Text

-*-*-

# Lecture Notes in Pattern Recognition: Classification vs Regression

These are the lecture notes for FAU’s YouTube Lecture “Pattern Recognition“. This is a full transcript of the lecture video & matching slides. We hope, you enjoy this as much as the videos. Of course, this transcript was created with deep learning techniques largely automatically and only minor manual modifications were performed. Try it yourself! If you spot mistakes, please let us know!

Welcome back to Pattern Recognition Q & A. Today I again received a couple of emails and I want to reply to some of your questions. So today’s topic will be classification and regression. We will see what are the differences between the two. We will look into a small regression problem and how to solve it with linear arguments.

So you send quite a few emails and you send many many questions and I had to select only a few of them. I also present some of the questions that I don’t want to actually answer in detail here. But those questions actually show up.

-*-*-

What you will do
• A. In the lecture notes on classification vs regression, list what the speaker says the class will do today.
• B. Continue the lecture notes on classification vs regression after their last sentence.
You won't need the entries that come after the text.

(Dataset entries)
-*-*-

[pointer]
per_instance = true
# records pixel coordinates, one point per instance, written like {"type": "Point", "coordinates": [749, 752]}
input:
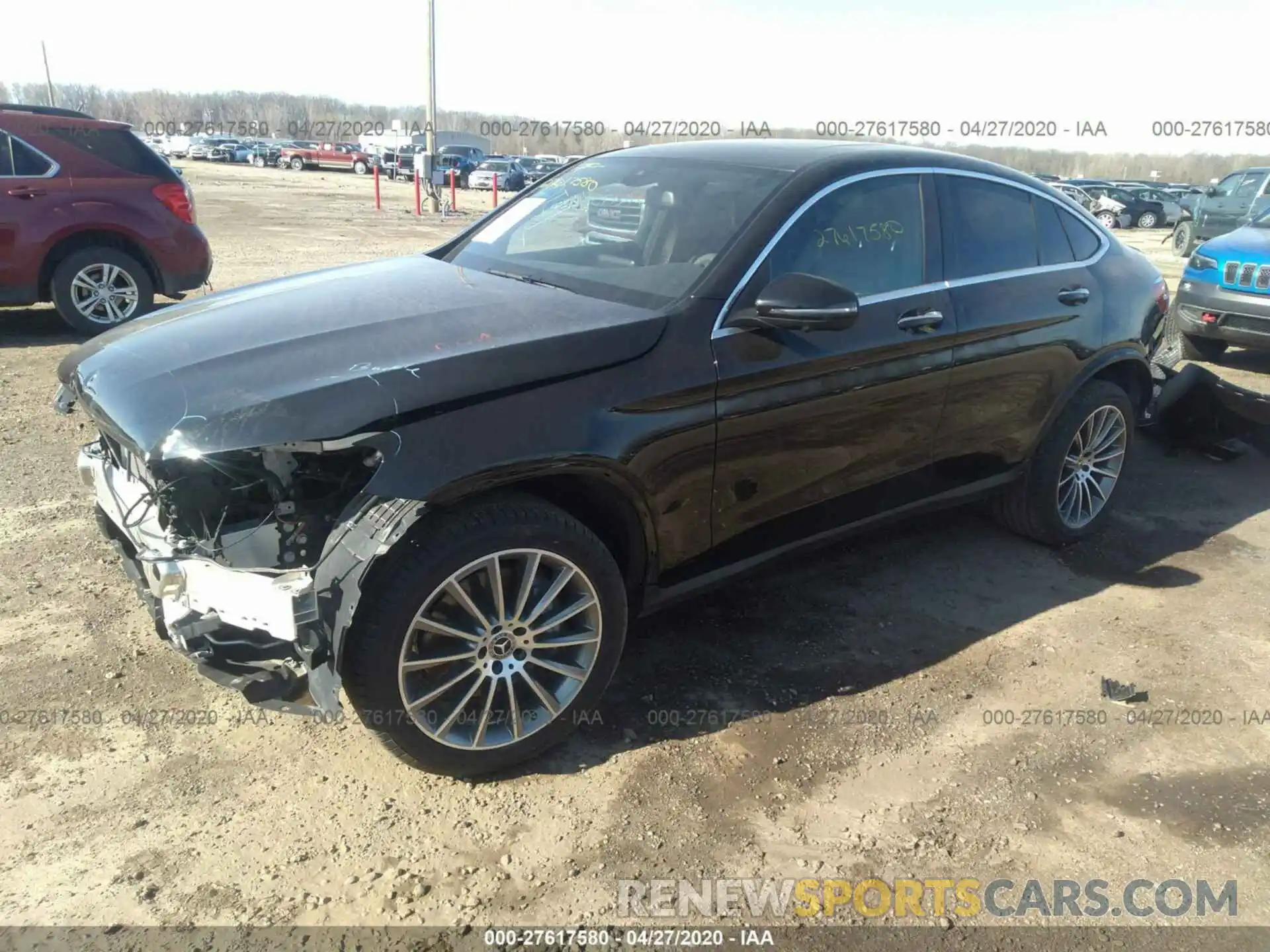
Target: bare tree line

-*-*-

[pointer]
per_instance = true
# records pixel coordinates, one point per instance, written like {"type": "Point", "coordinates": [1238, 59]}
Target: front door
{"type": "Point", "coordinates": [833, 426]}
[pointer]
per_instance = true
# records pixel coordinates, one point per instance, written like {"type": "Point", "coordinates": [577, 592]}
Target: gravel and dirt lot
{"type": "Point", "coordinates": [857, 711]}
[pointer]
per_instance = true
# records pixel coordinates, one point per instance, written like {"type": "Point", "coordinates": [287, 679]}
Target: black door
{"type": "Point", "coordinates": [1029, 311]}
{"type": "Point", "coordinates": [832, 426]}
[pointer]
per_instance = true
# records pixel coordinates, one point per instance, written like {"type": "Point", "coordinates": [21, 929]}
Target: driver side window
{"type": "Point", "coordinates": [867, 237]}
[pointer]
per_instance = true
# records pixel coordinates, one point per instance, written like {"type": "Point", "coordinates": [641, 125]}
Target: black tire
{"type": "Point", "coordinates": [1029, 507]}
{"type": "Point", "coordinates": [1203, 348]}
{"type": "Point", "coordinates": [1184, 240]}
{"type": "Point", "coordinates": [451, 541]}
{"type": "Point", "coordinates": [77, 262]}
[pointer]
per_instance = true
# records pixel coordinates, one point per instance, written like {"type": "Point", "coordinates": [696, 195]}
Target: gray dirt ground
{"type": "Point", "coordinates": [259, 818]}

-*-*-

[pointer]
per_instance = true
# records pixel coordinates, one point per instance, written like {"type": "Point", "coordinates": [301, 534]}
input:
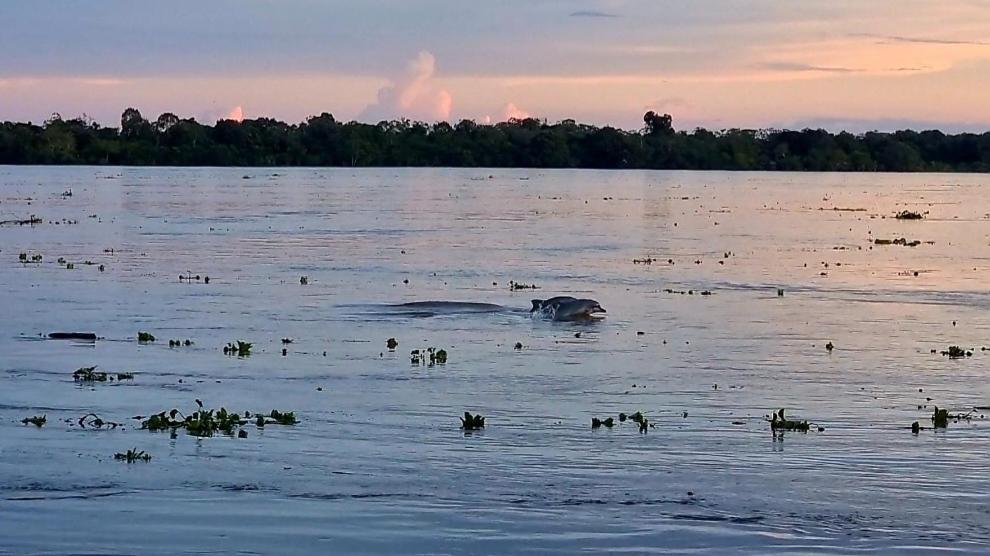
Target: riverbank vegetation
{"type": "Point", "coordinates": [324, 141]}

-*-*-

Task-by-task answers
• A.
- See what the differences between classification and regression are
- Look into a small regression problem
- Look at how to solve that problem with linear arguments

• B.
One particular one is hey aren’t you a data scientist, a machine learning expert? I have this great idea about predicting stock price… Well, no I’m not gonna reply to such emails and I might even block you if you send stuff like this. So I won’t do any stock market price prediction and stuff like that. So you can save that email, I won’t answer that one.

Now let’s go into something where we really had a couple of questions and this actually concerns our class. One question that came up actually on a couple of occasions was what’s the difference actually between classification and regression. Now in classification, as we talked about in the first couple of videos we want to find the decision boundary and we actually assumed that the problem of regression is more or less known to you. So the problem of regression is actually trying to fit a certain mathematical construct. So let’s hear this is a kind of curve, maybe a polynomial, maybe it is also a spline or something like this and we try to fit it to the data such that it is able to explain the data and follow it. So this is a regression problem.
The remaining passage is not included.